EXTRACT PROVIDED:
- - - -

As an undergraduate student 35 years ago, David Tschirley had no idea what an “agricultural economist” was, and could not have imagined becoming one. He did know, however, that he was fascinated by issues of rural development in low income countries, and was convinced that economic opportunity needed to be at the root of any such development. When he started reading development journals and seeing that nearly every article that was catching his attention – and resonating with his summer experiences working in Central America — was written by an agricultural economist, he was on his way to choosing his career.
He knew that he wanted that career to bridge development research and development practice. After choosing MSU for his graduate study, he realized that the department’s commitment to applied research done in collaboration with local partners and brought to bear on local issues was exactly the niche for him. Nearly four decades later, that career has taken him from living and working in Ecuador on issues of agricultural pricing and marketing policy at a local policy think tank, to a three-year stay in Mozambique, with additional long-term engagements in Zambia, Kenya, and Tanzania, and “side trips” along the way for research and policy engagement across other countries of East and Southern Africa.
Now serving as co-director of the department’s Food Security Group (FSG), Tschirley juggles management responsibilities with an active research agenda. For the past several years, that agenda — pursued with colleagues at MSU and beyond — has focused on the dramatic transformations taking place in African food systems.

- - - -

COMPLETE THE FOLLOWING:
1. Could you rewrite the paragraph of the David Tschirley profile that begins "He knew that he wanted" as a brief bulleted list that keeps its main facts?
2. Carry on with the David Tschirley profile, picking up right after its last sentence.

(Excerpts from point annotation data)

- - - -

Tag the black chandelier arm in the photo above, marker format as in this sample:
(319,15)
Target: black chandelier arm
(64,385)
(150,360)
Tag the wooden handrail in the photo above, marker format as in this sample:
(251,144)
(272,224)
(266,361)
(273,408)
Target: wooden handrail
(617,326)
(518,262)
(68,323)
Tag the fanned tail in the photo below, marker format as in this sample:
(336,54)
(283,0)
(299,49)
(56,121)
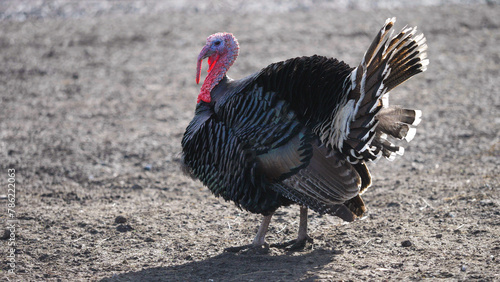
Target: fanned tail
(365,120)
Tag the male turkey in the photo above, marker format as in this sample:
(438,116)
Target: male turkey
(300,131)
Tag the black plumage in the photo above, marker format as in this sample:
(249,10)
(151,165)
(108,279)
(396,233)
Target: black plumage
(301,130)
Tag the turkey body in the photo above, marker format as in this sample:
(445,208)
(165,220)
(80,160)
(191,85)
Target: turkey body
(300,131)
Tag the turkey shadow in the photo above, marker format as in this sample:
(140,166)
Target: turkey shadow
(236,267)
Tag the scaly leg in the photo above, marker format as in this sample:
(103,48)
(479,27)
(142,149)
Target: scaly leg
(260,239)
(302,237)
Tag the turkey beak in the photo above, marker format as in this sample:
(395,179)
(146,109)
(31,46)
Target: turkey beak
(205,53)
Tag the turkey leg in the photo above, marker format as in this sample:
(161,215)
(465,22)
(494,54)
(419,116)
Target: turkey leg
(259,241)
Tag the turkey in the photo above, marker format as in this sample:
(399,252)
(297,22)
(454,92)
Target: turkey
(301,130)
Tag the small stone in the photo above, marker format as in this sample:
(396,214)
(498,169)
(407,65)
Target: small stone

- - - -

OUTPUTS BY TASK:
1.
- He wanted a career that bridged development research and development practice.
- At MSU, where he chose to do his graduate study, the department's commitment to applied research done with local partners on local issues suited him exactly.
- Over nearly four decades, his career has included:
  - work in Ecuador on agricultural pricing and marketing policy at a local policy think tank
  - a three-year stay in Mozambique
  - long-term engagements in Zambia, Kenya, and Tanzania
  - shorter research and policy trips to other countries of East and Southern Africa

2.
Big Changes in African Food Systems
Driven by income growth and rapid urbanization, African farmers and urban consumers are rapidly changing the kind of food that they eat, and the ways that they get it. While farming is still extremely important on the continent and small farmers still eat a lot of the food that they produce, they increasingly complement farming with off-farm economic activities, and produce more and more for the market, earning cash. Tschirley and colleagues have documented that about half of all the food consumed in rural areas of East and Southern Africa comes from the market, not from farmers’ own production.
In their research, Tschirley’s team has also documented the rapid rise in demand for processed foods in rural and urban areas, and have begun to explore its implications in multiple dimensions. Some of these processed foods are simple, such as the purchase of packaged maize meal rather than buying grain and hand-pounding it. While seemingly simple, this change drives big changes throughout the “value chain”, with traders earning more money from maize trade, small business owners earning money from operating their mills, workers gaining employment in those mills, and rural women saving time and avoiding the back-breaking work of pounding grain to make their maize meal.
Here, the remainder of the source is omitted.